INSTRUCTION: Select every line in the items below that contains the word "blue".

[Stored dataset items]
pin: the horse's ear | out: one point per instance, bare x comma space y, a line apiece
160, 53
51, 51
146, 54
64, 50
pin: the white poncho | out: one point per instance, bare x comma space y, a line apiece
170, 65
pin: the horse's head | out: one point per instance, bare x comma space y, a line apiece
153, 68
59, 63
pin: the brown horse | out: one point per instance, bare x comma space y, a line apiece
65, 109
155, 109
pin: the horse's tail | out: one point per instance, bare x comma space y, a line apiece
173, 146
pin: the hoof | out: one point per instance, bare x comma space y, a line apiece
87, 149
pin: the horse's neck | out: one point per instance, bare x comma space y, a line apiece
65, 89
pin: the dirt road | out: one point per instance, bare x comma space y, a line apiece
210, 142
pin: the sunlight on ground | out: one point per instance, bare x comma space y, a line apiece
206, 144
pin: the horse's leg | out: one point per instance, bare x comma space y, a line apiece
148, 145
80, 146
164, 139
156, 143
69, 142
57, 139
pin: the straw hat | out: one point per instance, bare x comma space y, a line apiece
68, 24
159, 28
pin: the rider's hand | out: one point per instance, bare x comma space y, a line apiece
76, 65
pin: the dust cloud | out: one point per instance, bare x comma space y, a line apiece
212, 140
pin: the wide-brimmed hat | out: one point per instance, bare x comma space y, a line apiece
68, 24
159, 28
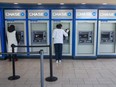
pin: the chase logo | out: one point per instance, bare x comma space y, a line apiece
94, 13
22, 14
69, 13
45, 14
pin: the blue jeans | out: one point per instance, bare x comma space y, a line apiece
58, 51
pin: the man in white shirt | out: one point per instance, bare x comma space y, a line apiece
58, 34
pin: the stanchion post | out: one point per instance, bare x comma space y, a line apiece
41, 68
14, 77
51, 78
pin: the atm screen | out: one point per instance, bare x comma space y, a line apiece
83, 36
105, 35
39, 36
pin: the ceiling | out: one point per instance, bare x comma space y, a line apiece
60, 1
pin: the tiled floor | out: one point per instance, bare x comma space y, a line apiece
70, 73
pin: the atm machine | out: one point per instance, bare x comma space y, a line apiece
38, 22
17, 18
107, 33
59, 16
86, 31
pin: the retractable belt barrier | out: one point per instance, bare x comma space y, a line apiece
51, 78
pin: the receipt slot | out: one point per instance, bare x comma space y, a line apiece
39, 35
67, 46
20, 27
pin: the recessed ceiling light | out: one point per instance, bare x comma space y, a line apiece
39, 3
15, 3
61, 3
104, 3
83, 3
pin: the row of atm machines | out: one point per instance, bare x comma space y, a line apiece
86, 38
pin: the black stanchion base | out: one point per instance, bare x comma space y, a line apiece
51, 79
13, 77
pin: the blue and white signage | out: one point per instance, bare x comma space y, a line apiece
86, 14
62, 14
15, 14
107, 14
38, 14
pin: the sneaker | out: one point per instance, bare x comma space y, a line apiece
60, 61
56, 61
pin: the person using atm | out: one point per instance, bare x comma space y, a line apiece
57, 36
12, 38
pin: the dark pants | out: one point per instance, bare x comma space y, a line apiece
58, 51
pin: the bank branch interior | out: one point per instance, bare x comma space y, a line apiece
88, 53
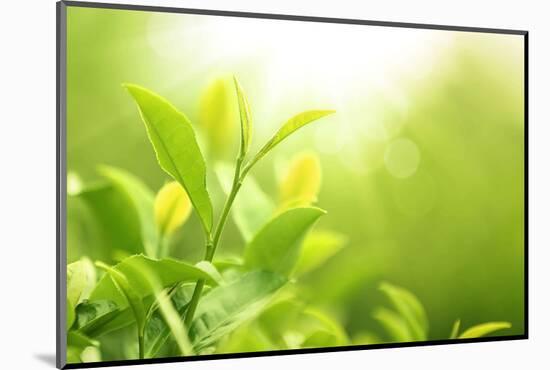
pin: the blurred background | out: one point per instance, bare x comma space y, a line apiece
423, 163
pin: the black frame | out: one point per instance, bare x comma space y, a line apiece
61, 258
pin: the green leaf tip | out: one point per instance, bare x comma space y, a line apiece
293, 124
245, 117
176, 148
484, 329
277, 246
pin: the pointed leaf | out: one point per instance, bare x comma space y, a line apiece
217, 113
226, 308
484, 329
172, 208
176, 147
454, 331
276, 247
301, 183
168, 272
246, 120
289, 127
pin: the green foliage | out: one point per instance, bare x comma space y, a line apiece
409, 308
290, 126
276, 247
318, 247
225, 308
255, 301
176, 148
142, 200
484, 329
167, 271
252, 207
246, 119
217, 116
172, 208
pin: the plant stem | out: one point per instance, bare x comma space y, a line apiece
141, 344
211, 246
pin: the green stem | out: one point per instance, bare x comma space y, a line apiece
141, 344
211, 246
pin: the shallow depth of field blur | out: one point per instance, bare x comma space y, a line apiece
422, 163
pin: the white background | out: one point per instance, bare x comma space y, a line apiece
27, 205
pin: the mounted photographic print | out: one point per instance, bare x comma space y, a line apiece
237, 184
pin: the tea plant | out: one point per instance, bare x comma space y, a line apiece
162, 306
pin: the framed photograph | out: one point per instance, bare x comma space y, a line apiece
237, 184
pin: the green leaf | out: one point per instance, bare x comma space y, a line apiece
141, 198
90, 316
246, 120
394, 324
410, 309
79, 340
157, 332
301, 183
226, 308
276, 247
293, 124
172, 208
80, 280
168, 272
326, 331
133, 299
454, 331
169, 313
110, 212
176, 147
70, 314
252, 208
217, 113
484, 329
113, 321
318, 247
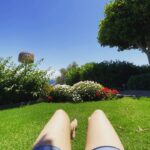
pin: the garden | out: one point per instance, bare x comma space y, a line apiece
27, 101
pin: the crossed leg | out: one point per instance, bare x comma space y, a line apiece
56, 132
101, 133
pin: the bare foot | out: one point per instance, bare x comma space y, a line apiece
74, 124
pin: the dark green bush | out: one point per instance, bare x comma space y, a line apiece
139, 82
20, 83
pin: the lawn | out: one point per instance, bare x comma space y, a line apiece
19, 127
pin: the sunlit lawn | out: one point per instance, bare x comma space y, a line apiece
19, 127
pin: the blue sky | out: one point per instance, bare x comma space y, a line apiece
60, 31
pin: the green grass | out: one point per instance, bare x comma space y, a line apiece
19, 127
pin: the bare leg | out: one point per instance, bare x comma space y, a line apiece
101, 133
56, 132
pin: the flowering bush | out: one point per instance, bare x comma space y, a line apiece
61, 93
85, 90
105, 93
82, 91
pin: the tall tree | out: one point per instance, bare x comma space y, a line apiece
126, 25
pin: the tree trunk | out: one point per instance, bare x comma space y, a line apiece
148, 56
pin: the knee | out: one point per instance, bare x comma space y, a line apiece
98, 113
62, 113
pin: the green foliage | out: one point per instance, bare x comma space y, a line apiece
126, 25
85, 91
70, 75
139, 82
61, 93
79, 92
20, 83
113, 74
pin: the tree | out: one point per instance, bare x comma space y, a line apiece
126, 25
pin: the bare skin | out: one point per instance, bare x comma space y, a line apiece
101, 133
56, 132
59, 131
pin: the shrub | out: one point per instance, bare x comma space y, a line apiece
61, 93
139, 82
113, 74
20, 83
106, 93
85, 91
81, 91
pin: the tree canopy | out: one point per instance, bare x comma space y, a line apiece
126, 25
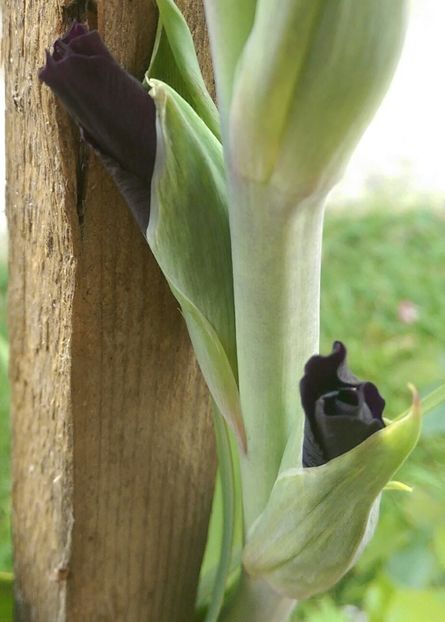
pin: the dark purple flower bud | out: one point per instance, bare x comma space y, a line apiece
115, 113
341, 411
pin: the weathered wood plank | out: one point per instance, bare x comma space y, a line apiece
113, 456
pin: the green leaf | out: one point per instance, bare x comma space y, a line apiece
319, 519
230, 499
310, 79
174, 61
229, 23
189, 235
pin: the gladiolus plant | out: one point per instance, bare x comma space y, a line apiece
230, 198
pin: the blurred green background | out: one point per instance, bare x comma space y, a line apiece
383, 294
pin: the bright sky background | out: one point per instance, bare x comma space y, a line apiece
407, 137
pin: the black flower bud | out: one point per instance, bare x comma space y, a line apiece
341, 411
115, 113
---
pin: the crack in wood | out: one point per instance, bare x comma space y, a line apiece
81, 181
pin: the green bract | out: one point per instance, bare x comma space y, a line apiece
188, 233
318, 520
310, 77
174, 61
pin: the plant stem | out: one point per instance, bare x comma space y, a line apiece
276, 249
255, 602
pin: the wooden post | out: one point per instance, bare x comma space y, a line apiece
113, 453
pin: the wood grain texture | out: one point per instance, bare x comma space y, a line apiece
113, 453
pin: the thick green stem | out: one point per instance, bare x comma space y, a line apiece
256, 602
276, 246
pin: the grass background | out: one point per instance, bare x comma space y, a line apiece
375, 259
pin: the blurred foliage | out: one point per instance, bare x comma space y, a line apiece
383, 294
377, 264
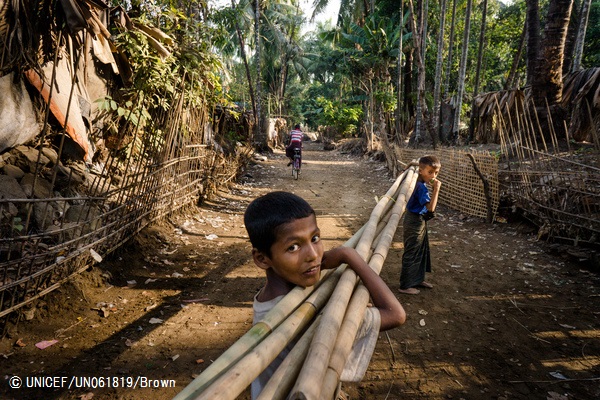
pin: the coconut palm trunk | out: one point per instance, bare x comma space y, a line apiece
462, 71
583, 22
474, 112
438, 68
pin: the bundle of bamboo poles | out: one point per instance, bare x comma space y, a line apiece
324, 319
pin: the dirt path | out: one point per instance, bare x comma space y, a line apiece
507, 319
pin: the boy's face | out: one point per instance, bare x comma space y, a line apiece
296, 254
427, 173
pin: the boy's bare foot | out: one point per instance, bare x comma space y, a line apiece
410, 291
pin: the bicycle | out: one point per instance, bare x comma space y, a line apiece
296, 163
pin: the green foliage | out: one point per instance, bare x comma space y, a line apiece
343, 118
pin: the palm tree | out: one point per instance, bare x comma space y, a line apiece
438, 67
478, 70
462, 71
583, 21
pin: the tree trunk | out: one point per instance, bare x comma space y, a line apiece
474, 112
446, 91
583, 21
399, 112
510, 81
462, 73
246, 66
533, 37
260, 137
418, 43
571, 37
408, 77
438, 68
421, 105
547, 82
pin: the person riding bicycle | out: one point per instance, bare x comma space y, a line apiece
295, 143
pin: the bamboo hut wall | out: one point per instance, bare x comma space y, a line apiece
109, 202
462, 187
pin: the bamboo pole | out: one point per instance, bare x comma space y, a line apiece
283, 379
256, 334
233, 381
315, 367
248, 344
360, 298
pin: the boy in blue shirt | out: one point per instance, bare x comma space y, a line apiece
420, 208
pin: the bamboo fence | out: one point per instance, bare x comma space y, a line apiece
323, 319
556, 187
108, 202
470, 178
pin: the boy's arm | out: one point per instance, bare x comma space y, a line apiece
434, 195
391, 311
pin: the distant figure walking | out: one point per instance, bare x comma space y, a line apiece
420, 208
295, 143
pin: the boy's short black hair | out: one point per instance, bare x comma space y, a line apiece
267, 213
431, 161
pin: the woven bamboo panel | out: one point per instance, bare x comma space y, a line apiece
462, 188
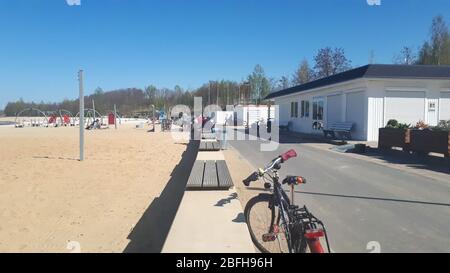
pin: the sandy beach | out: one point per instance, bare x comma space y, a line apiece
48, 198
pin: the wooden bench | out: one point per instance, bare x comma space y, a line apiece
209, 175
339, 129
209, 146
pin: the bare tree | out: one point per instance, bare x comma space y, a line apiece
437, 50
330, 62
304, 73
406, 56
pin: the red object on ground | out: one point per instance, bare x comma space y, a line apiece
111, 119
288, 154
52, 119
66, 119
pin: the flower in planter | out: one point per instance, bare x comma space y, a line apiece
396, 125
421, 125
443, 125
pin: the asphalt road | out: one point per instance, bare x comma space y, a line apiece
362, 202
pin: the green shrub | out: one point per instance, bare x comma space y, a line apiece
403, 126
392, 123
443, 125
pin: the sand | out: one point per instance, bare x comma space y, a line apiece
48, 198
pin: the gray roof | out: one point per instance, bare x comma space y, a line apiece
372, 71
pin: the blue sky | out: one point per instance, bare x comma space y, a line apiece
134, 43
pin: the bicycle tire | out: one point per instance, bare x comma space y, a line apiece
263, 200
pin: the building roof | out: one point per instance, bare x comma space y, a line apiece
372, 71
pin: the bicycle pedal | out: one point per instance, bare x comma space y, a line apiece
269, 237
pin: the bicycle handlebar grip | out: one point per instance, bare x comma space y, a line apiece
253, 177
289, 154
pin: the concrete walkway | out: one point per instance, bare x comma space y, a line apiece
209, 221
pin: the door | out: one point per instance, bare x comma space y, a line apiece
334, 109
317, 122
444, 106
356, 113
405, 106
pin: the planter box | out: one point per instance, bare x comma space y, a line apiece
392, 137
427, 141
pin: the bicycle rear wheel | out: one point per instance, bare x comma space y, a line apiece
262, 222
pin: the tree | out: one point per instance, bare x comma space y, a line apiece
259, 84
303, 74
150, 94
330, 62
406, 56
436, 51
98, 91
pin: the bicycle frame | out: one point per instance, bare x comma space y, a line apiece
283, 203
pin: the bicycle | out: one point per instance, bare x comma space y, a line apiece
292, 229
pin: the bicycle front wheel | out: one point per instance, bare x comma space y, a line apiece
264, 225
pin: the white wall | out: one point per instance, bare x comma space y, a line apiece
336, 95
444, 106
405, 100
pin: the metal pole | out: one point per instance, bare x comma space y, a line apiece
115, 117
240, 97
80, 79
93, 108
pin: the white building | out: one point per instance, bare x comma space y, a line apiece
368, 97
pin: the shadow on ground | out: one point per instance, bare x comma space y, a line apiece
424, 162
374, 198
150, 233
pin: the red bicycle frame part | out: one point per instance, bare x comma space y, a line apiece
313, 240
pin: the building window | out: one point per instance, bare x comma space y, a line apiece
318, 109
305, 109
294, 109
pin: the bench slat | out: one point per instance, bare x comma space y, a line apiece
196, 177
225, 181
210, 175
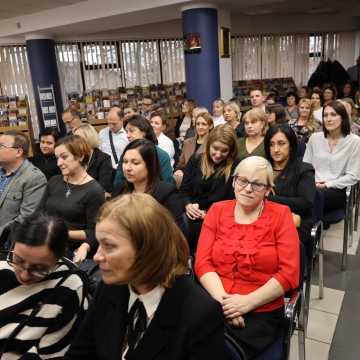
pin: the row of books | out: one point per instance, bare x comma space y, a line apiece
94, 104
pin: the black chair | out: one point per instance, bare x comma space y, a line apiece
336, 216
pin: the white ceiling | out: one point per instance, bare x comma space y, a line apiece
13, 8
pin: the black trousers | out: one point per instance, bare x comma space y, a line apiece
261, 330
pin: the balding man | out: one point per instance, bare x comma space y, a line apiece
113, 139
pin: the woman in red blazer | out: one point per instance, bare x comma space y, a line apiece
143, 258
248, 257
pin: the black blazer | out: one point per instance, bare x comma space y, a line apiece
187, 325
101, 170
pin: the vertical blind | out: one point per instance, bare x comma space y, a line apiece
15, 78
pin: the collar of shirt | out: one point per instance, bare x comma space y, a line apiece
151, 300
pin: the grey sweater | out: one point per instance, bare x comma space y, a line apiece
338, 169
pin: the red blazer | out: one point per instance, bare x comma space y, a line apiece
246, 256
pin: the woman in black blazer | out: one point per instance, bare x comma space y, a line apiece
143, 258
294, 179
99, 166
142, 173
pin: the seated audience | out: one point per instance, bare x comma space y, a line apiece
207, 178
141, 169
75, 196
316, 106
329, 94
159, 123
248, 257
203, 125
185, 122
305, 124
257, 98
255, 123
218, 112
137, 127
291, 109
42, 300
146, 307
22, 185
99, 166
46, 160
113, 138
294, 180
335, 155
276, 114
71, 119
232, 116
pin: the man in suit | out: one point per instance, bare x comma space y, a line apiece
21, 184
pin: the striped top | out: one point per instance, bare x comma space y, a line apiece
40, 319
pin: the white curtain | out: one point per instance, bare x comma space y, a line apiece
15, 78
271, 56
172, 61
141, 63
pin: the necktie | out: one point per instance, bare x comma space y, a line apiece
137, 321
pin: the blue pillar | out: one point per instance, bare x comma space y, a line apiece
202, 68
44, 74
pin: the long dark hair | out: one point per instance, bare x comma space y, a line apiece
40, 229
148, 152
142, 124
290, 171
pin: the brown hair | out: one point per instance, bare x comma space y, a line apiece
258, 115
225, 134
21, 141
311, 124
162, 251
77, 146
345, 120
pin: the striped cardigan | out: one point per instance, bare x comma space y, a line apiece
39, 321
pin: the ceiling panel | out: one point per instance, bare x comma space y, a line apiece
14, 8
...
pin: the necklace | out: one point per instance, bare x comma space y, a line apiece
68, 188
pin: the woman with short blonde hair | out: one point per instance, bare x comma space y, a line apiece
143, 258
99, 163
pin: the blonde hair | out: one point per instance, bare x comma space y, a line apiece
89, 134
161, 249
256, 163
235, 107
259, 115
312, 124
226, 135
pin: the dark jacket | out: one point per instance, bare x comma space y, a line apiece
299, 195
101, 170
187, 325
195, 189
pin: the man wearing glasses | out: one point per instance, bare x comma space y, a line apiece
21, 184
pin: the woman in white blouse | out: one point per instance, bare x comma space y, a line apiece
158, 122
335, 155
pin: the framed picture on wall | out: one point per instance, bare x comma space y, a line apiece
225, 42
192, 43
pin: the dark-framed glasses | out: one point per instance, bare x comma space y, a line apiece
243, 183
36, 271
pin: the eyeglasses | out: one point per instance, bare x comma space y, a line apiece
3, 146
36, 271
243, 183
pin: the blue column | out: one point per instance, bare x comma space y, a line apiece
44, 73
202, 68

FINISHED ANSWER:
pin: the blue jeans | out: one point per instance, bare x comma space y, a line apiece
pin: the blue and white signage | out: one point per instance, bare x comma space y, a line apiece
pin: the blue sky | out: one point per instance, bare x comma space y, a line apiece
pin: the boy in blue shirt | out: one point per instance, bare x comma space y, a line apiece
pin: the blue sky | out: one point per instance, bare x comma space y, a line apiece
pin: the blue pillar | out: one point per instance, bare x comma space y, a line apiece
pin: the blue column | out: one point per instance, bare x comma space y, a line apiece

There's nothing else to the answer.